● Testo della pagina
--*--

Riceviamo e pubblichiamo la lettera del procuratore capo di Palermo Francesco Lo Voi.
Egr. dott. Sottile,
presumo – devo presumere – che Le sia sfuggita di mano la penna (o la tastiera).
Abituata ad eseguire i Suoi ordini precisi, arguti, a volte aspri e sempre diretti, questa volta la Sua penna deve essersi autonomamente avventurata verso un percorso diverso, denso di paragoni e paradossi che rischiano di non raggiungere la meta prefissata.
Mi riferisco al Suo articolo “Il relitto della trattativa”, pubblicato su Il Foglio e poi ripreso dal sito di Livesicilia, ove l’ho letto con qualche ritardo.
Intendiamoci: non mi permetto di criticare l’articolo, che già dal titolo, oltre che dall’occhiello e dal sommario, individua chiaramente una posizione già espressa in precedenti Suoi pezzi. Lei ha, come tutti, il sacrosanto diritto di criticare – anche severamente – qualsiasi iniziativa giudiziaria della Procura di Palermo (o di altri uffici); ricevere critiche è ormai da tempo parte del nostro mestiere e ci arricchisce, Lei ed altri lo avete fatto in passato (anche quando tanti altri Suoi colleghi sugli stessi argomenti si sperticavano in lodi) e mi auguro sinceramente che continuiate a farlo in futuro.
Il problema non è la critica o il corpo dell’articolo (lo “svolgimento”). Il problema deriva dal “prologo”.
Trasformare un processo penale (che è una cosa seria per tutti, accusati ed accusatori, giudici e difensori) o anche solo un’iniziativa adottata nell’ambito di un processo penale in una sorta di disfida adolescenziale ad esibire la propria virilità, così dimostrando di essere “masculiddi”, è quanto meno ingeneroso, non solo per gli accusatori, ma anche per gli accusati, i difensori ed i giudici che dovranno decidere.

--*--

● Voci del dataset
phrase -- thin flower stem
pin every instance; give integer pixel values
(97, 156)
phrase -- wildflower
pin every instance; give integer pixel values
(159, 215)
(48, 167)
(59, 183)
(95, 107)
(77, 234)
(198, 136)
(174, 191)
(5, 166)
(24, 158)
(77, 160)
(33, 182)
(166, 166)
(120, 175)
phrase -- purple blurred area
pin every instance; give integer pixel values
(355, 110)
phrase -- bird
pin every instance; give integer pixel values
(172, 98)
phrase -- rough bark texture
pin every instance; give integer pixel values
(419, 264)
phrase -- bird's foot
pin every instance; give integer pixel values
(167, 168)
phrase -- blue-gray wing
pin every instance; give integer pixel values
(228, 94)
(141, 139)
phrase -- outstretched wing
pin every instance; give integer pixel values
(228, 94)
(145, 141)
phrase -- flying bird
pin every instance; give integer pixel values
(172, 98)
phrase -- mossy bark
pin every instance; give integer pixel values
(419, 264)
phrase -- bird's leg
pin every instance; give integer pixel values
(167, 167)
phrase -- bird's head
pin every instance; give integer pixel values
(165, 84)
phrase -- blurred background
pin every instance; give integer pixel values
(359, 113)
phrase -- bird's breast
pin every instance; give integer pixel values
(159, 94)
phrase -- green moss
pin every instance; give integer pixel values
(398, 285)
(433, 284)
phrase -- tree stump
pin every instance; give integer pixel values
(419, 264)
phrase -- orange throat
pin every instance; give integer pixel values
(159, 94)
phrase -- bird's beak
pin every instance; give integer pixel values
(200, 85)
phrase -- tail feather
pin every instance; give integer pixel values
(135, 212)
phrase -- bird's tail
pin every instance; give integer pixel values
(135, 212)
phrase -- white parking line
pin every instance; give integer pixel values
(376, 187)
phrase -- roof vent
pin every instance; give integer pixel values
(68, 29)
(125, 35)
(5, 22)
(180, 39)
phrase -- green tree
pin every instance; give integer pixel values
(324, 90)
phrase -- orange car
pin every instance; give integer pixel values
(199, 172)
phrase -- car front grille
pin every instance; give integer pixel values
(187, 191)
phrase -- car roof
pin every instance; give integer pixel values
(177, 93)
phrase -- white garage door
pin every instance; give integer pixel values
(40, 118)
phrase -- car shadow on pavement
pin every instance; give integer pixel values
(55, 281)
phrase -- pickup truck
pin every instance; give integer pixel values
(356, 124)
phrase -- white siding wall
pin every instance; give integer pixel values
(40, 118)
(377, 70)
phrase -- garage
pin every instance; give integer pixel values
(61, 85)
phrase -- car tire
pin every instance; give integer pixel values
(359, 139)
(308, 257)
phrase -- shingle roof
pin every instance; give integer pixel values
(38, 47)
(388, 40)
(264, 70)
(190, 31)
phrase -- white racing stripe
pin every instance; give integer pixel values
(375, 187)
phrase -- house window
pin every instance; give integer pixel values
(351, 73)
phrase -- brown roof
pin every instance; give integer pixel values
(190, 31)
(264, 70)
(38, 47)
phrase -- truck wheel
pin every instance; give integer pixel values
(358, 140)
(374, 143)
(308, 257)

--*--

Secondo la lettera, su quale sito l'autore ha letto l'articolo "Il relitto della trattativa"?

Sul sito di Livesicilia.